* _Text extract_:

** Begin **

# Bloomers?



## Alice (Sep 26, 2008)

Anyone know where I can get some bloomers that aren't very expensive? The only ones I can find come with costumes and aren't sold seperatly.


----------



## spideranne (Jul 17, 2006)

I'm not sure about buying them, maybe a lingerie store? I don't think they'd be too hard to make, just buy some solid pj pants, cut them off under the knee and sew or hot glue on some lace.


----------



## Sickie Ickie (Jun 20, 2006)

yep. In a pinch even sweats work. But the linen looks better.


----------



## Aelwyn (Jul 7, 2008)

I made some by taking apart a pair of old pyjama pants and using that as a pattern. I just made them shorter, and added lace at the bottom. Here they are:

Can't see these that well, but they are grey t-shirt material with skull and crossbones. Trimmed with medium cream lace:









These are black cotton, with large lace at the bottom:









I hand sewed mine, and it took a total of about 3 hours (from time of cutting, to being completely finished, for each pair).

** End **

* _Rows_:

** Begin **

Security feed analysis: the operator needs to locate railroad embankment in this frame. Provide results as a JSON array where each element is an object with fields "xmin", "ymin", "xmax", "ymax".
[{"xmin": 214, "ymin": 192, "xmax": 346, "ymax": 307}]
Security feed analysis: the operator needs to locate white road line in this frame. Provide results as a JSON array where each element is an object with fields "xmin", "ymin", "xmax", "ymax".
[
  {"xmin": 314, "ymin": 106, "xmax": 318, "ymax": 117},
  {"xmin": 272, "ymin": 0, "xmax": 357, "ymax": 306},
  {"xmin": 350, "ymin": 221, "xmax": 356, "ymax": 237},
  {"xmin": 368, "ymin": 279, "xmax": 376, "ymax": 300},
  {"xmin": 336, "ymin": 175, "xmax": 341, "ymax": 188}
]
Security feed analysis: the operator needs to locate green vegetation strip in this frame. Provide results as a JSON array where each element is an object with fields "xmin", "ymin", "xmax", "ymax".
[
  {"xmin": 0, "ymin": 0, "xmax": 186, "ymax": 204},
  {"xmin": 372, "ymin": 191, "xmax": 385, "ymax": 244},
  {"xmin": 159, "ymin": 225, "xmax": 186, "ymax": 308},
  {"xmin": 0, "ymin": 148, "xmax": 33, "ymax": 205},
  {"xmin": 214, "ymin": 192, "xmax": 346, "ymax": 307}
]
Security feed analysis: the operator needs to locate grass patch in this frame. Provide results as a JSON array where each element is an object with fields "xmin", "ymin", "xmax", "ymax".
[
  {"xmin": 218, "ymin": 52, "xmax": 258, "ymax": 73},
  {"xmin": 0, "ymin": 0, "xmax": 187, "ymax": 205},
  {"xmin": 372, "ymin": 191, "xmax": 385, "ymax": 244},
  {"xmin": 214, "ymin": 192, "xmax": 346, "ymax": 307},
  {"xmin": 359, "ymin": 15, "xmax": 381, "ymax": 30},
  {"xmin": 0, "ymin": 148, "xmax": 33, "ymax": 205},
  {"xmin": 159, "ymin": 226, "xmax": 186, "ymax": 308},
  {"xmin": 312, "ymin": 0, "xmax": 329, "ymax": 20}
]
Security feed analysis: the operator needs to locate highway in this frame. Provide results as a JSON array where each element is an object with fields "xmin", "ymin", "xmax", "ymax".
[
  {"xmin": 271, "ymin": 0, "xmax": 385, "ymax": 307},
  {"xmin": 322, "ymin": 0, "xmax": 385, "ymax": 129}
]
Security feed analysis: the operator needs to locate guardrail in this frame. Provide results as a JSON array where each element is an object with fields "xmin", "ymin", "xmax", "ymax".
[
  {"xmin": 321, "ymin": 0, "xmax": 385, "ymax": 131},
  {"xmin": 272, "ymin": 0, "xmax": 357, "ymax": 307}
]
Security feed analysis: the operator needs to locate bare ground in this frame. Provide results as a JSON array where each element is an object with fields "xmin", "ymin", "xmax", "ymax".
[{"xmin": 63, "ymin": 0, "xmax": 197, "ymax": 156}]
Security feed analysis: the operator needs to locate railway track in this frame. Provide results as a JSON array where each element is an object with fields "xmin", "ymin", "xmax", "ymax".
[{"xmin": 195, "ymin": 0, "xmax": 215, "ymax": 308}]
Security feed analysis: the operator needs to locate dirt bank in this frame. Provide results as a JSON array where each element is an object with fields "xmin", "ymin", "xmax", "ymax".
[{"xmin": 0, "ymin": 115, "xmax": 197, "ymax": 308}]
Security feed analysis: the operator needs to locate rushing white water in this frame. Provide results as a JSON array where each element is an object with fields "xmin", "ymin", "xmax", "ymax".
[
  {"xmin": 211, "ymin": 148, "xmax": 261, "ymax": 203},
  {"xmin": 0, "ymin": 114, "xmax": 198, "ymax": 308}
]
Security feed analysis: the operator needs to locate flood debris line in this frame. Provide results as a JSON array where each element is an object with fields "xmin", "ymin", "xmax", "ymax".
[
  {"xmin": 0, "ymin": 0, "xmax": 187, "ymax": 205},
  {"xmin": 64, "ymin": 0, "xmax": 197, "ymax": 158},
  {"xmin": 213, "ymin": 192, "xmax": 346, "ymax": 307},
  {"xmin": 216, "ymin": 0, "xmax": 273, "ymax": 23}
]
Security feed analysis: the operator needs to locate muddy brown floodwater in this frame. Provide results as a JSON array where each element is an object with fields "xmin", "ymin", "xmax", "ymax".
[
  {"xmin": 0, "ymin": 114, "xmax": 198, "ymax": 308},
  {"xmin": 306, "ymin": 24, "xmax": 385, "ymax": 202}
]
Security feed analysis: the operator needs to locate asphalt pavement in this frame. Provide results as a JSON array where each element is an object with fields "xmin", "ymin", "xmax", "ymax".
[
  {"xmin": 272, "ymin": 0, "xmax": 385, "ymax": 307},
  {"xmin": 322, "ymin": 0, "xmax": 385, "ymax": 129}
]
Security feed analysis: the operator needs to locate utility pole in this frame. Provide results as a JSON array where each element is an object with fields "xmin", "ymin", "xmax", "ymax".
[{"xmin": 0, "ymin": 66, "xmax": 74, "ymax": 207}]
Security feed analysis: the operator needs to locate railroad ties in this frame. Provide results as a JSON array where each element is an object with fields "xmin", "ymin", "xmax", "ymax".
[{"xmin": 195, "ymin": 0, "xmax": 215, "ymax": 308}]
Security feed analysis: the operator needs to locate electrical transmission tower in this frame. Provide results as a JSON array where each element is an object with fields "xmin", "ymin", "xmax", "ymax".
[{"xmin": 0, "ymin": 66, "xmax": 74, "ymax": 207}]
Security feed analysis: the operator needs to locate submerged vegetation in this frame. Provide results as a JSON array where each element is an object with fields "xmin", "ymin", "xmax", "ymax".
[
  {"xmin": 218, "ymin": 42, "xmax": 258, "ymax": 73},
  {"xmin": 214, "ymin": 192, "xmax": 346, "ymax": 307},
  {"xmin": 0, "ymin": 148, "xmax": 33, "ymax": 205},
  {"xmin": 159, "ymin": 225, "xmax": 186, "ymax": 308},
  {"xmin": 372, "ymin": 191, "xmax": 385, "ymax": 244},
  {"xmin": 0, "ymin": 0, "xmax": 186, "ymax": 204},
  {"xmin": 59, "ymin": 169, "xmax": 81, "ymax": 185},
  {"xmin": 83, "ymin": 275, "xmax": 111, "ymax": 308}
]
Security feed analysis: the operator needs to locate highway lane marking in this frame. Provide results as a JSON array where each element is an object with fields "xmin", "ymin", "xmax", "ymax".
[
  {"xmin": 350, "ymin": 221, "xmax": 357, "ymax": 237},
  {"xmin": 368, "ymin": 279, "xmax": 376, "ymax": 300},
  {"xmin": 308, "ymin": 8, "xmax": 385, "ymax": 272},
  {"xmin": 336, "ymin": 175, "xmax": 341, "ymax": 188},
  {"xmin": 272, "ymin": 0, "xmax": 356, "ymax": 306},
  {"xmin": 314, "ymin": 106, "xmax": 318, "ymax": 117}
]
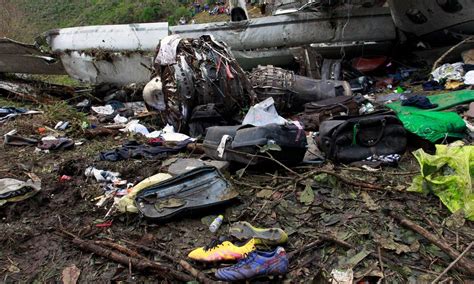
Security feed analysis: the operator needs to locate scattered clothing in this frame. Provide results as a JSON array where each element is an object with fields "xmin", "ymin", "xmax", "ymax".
[
  {"xmin": 216, "ymin": 247, "xmax": 288, "ymax": 281},
  {"xmin": 431, "ymin": 62, "xmax": 464, "ymax": 82},
  {"xmin": 84, "ymin": 167, "xmax": 120, "ymax": 183},
  {"xmin": 402, "ymin": 95, "xmax": 438, "ymax": 109},
  {"xmin": 0, "ymin": 107, "xmax": 42, "ymax": 123},
  {"xmin": 3, "ymin": 129, "xmax": 39, "ymax": 146},
  {"xmin": 422, "ymin": 80, "xmax": 444, "ymax": 92},
  {"xmin": 464, "ymin": 71, "xmax": 474, "ymax": 85},
  {"xmin": 444, "ymin": 80, "xmax": 464, "ymax": 91},
  {"xmin": 99, "ymin": 140, "xmax": 192, "ymax": 162},
  {"xmin": 38, "ymin": 137, "xmax": 74, "ymax": 150}
]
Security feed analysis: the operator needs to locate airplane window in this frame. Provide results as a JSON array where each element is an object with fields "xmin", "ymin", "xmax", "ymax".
[
  {"xmin": 406, "ymin": 9, "xmax": 428, "ymax": 25},
  {"xmin": 437, "ymin": 0, "xmax": 462, "ymax": 13}
]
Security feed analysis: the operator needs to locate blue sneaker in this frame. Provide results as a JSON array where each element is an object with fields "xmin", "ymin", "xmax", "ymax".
[{"xmin": 216, "ymin": 247, "xmax": 288, "ymax": 281}]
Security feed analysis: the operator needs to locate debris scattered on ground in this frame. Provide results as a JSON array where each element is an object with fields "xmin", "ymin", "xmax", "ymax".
[{"xmin": 0, "ymin": 1, "xmax": 474, "ymax": 284}]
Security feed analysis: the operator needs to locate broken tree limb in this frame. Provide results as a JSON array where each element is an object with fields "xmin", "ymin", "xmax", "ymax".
[
  {"xmin": 94, "ymin": 241, "xmax": 148, "ymax": 260},
  {"xmin": 388, "ymin": 210, "xmax": 474, "ymax": 275},
  {"xmin": 122, "ymin": 240, "xmax": 214, "ymax": 284},
  {"xmin": 63, "ymin": 232, "xmax": 194, "ymax": 282},
  {"xmin": 431, "ymin": 242, "xmax": 474, "ymax": 284}
]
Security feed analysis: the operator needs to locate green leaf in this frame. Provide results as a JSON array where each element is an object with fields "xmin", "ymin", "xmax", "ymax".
[
  {"xmin": 257, "ymin": 189, "xmax": 273, "ymax": 199},
  {"xmin": 300, "ymin": 184, "xmax": 314, "ymax": 205}
]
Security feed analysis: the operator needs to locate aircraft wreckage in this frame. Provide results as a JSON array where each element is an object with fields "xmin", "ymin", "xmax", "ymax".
[{"xmin": 0, "ymin": 0, "xmax": 474, "ymax": 85}]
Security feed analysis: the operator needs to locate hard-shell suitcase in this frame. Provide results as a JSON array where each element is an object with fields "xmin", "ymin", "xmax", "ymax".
[
  {"xmin": 203, "ymin": 124, "xmax": 307, "ymax": 165},
  {"xmin": 135, "ymin": 167, "xmax": 238, "ymax": 220}
]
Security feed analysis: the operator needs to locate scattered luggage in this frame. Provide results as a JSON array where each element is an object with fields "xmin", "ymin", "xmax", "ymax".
[
  {"xmin": 316, "ymin": 112, "xmax": 407, "ymax": 163},
  {"xmin": 298, "ymin": 96, "xmax": 359, "ymax": 131},
  {"xmin": 203, "ymin": 123, "xmax": 307, "ymax": 165},
  {"xmin": 135, "ymin": 167, "xmax": 238, "ymax": 220}
]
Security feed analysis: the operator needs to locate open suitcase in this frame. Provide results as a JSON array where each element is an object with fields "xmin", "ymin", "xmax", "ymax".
[{"xmin": 203, "ymin": 124, "xmax": 307, "ymax": 165}]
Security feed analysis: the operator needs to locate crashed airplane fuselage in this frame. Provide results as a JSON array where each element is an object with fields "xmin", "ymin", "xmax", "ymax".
[{"xmin": 0, "ymin": 0, "xmax": 474, "ymax": 85}]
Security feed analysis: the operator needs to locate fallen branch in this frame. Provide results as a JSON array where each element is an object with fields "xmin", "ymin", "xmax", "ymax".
[
  {"xmin": 122, "ymin": 240, "xmax": 214, "ymax": 284},
  {"xmin": 60, "ymin": 229, "xmax": 194, "ymax": 282},
  {"xmin": 94, "ymin": 241, "xmax": 148, "ymax": 260},
  {"xmin": 388, "ymin": 210, "xmax": 474, "ymax": 275},
  {"xmin": 431, "ymin": 242, "xmax": 474, "ymax": 284}
]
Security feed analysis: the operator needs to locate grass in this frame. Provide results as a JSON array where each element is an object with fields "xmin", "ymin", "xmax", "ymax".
[{"xmin": 5, "ymin": 0, "xmax": 190, "ymax": 42}]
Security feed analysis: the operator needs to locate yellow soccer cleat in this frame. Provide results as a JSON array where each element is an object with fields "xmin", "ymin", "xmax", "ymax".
[
  {"xmin": 188, "ymin": 239, "xmax": 256, "ymax": 262},
  {"xmin": 230, "ymin": 222, "xmax": 288, "ymax": 246}
]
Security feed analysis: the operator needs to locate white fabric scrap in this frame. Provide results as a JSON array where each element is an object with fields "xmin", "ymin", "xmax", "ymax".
[
  {"xmin": 217, "ymin": 135, "xmax": 232, "ymax": 158},
  {"xmin": 114, "ymin": 114, "xmax": 128, "ymax": 124},
  {"xmin": 120, "ymin": 119, "xmax": 150, "ymax": 136},
  {"xmin": 92, "ymin": 105, "xmax": 114, "ymax": 115},
  {"xmin": 242, "ymin": 97, "xmax": 288, "ymax": 126},
  {"xmin": 431, "ymin": 62, "xmax": 464, "ymax": 82},
  {"xmin": 464, "ymin": 71, "xmax": 474, "ymax": 85},
  {"xmin": 155, "ymin": 35, "xmax": 181, "ymax": 65}
]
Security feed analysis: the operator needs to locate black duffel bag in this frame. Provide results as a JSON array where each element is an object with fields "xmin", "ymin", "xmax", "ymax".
[{"xmin": 316, "ymin": 112, "xmax": 407, "ymax": 163}]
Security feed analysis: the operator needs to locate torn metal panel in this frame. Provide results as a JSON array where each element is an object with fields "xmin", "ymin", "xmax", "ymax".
[
  {"xmin": 45, "ymin": 23, "xmax": 168, "ymax": 85},
  {"xmin": 0, "ymin": 38, "xmax": 66, "ymax": 75},
  {"xmin": 249, "ymin": 65, "xmax": 352, "ymax": 113},
  {"xmin": 0, "ymin": 80, "xmax": 74, "ymax": 104},
  {"xmin": 170, "ymin": 7, "xmax": 396, "ymax": 50},
  {"xmin": 232, "ymin": 48, "xmax": 302, "ymax": 70},
  {"xmin": 389, "ymin": 0, "xmax": 474, "ymax": 43},
  {"xmin": 45, "ymin": 23, "xmax": 168, "ymax": 52},
  {"xmin": 60, "ymin": 51, "xmax": 153, "ymax": 85}
]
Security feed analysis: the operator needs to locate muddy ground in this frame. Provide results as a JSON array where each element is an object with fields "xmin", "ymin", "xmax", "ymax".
[{"xmin": 0, "ymin": 103, "xmax": 474, "ymax": 283}]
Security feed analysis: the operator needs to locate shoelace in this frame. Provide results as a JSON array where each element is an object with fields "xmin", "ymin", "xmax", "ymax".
[
  {"xmin": 234, "ymin": 253, "xmax": 257, "ymax": 268},
  {"xmin": 205, "ymin": 239, "xmax": 222, "ymax": 251}
]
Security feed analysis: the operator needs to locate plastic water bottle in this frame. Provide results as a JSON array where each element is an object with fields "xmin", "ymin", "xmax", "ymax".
[{"xmin": 209, "ymin": 215, "xmax": 224, "ymax": 233}]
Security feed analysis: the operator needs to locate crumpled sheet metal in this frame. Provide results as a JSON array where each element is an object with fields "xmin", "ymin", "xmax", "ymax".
[
  {"xmin": 408, "ymin": 145, "xmax": 474, "ymax": 221},
  {"xmin": 135, "ymin": 167, "xmax": 238, "ymax": 220},
  {"xmin": 249, "ymin": 65, "xmax": 352, "ymax": 112},
  {"xmin": 170, "ymin": 7, "xmax": 396, "ymax": 50},
  {"xmin": 144, "ymin": 36, "xmax": 255, "ymax": 132},
  {"xmin": 0, "ymin": 178, "xmax": 41, "ymax": 206},
  {"xmin": 0, "ymin": 79, "xmax": 74, "ymax": 104},
  {"xmin": 60, "ymin": 51, "xmax": 152, "ymax": 86},
  {"xmin": 45, "ymin": 22, "xmax": 168, "ymax": 52}
]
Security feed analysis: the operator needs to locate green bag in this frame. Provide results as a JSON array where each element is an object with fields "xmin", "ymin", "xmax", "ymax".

** End **

* _Your task_:
Take the forum thread on bloomers further, carrying on from its last post.

* _Written response_:
----------



## Lilly (Jun 13, 2006)

here are a few if you can't make any

http://www.corsetconnection.com/sun...161&prevaction=category&previd=10&prevstart=0 $59

http://www.d-e-designs.com/divinity/B10PA6.shtml $33

http://www.hookedonvintage.com/home...80s_ivory_nylon_and_ruffled_lace_bloomer.html $35


----------



## Alice (Sep 26, 2008)

Thanks for all the suggestions! I think I will try to sew them. I've made pajama pants before so hopefully I can manage this.


----------



## corner haunt (May 21, 2008)

To quote Hooked on Vintage web site 
"A ultra flirty pair of ivory nylon vintage bloomers from the 1980's. Remember when these were worn under everything from full denim skirts to a favorite parrty dress?" 
No, not really. But if you say so. :cheesykin:
I Would think you could put some together fairly easy, some those look quite simple.


----------



## Aelwyn (Jul 7, 2008)

Lilly said:


> here are a few if you can't make any
> 
> http://www.corsetconnection.com/sun...161&prevaction=category&previd=10&prevstart=0 $59
> 
> ...


There is nothing sexier than a woman in a corset and bloomers.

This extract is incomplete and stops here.